# Trecho fornecido
---
Filhos em homeschooling, home office e pessoas confinadas podem ser, sim, a receita perfeita para o caos. Contudo, relações que não sobrevivem a contextos caóticos são como prédios que não se sustentam diante de terremotos: o problema está na fundação, e não no tremor.
 
Quando a estabilidade da terra firme vai embora, faz-se necessário sustentar-se em estruturas sólidas. Assim é na engenharia, e assim é no casamento. Casais que viviam em um “modus operandi” que maquiava a fragilidade da fundação viram teto voar e paredes, literalmente, desmoronarem.
 
As relações que eram sustentadas por qualquer outro motivo que não uma intenção genuína de compartilhar a vida ficaram, de fato, muito comprometidas. Aqueles que apenas “suportavam” a convivência com o cônjuge se viram obrigados a conviver sem escapes. E isso, é claro, trouxe à tona toda a poeira que o casal já empurrava para debaixo do tapete.
 
Percebe que o problema não foi a pandemia, mas sim o que ela revelou? Quantos foram os mecanismos de distração que ela impossibilitou? Muitos. E, sem estratégias de fuga, a falta de parceria, de interesse, de respeito, de paciência, de admiração e de laços genuínos ficou, para muitos, evidente.
---
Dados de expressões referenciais
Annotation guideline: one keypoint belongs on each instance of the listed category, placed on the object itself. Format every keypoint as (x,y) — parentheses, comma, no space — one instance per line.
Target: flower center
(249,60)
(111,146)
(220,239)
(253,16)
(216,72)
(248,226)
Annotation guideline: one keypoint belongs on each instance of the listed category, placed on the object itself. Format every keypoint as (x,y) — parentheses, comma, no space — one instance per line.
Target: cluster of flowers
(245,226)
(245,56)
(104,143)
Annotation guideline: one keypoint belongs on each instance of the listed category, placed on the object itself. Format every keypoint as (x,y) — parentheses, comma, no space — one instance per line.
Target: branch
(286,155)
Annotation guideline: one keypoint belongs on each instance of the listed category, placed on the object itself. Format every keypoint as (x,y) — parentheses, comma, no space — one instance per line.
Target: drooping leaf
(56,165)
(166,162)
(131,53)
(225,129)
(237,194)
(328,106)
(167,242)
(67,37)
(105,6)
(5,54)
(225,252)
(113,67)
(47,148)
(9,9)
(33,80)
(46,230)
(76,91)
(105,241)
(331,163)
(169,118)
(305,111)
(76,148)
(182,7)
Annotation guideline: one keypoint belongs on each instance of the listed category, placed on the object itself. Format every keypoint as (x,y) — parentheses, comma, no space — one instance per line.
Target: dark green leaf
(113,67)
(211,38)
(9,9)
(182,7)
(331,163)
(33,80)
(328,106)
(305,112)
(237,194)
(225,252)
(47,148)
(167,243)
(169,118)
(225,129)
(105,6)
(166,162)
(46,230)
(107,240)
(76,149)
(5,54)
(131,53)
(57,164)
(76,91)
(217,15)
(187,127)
---
# Lista de tarefas
A. No trecho sobre os casamentos durante a pandemia, quais são as coisas cuja falta, sem estratégias de fuga, ficou evidente para muitos? Enumere todas.
B. Escreva uma continuação para o trecho sobre os casamentos durante a pandemia, começando logo após a última frase.
Os dados não são necessários para realizar as tarefas.

# Respostas em ordem
A. Parceria, interesse, respeito, paciência, admiração e laços genuínos.

B.
 
Pode-se dizer que, nesse sentido, a Covid trouxe um convite. Casais foram intimados a parar, sentir, observar e avaliar. Garanto que alguns continuam se escolhendo e optaram por reforçar, com parceria e afeto, as estruturas da própria construção.
 
Outros, contudo, se viram despidos da própria ilusão e precisaram encarar a verdade sobre a própria relação. O que, afinal, não é de todo ruim. O esforço de equilibrar um prédio que não tem fundação é sobre-humano. Muitas vezes, é melhor mesmo assumir a desconexão e aceitar a demolição.
 
A intenção dessa reflexão não é enobrecer os pares que se sustentaram ou julgar os que se desfizeram. Ficar nem sempre é sinal de saúde, e partir nem sempre é sinal de fracasso.
O que nos faz verdadeiramente nobres é a nossa capacidade de autorrevisão. Jogar as falhas da nossa construção na conta da pandemia é transformar a vida real em pura ficção. Não é necessário terceirizar. Pelo contrário, é preciso se apropriar. Apropriar-se da responsabilidade, apropriar-se das negligências, apropriar-se da própria cegueira ou, simplesmente, apropriar-se da variação dos afetos.
 
Relacionamentos nascem da interação entre os envolvidos. E é ali, também, que morrem. Não tem terremoto que derrube um prédio estável, mas não tem, também, sentido em sustentar um edifício abandonado.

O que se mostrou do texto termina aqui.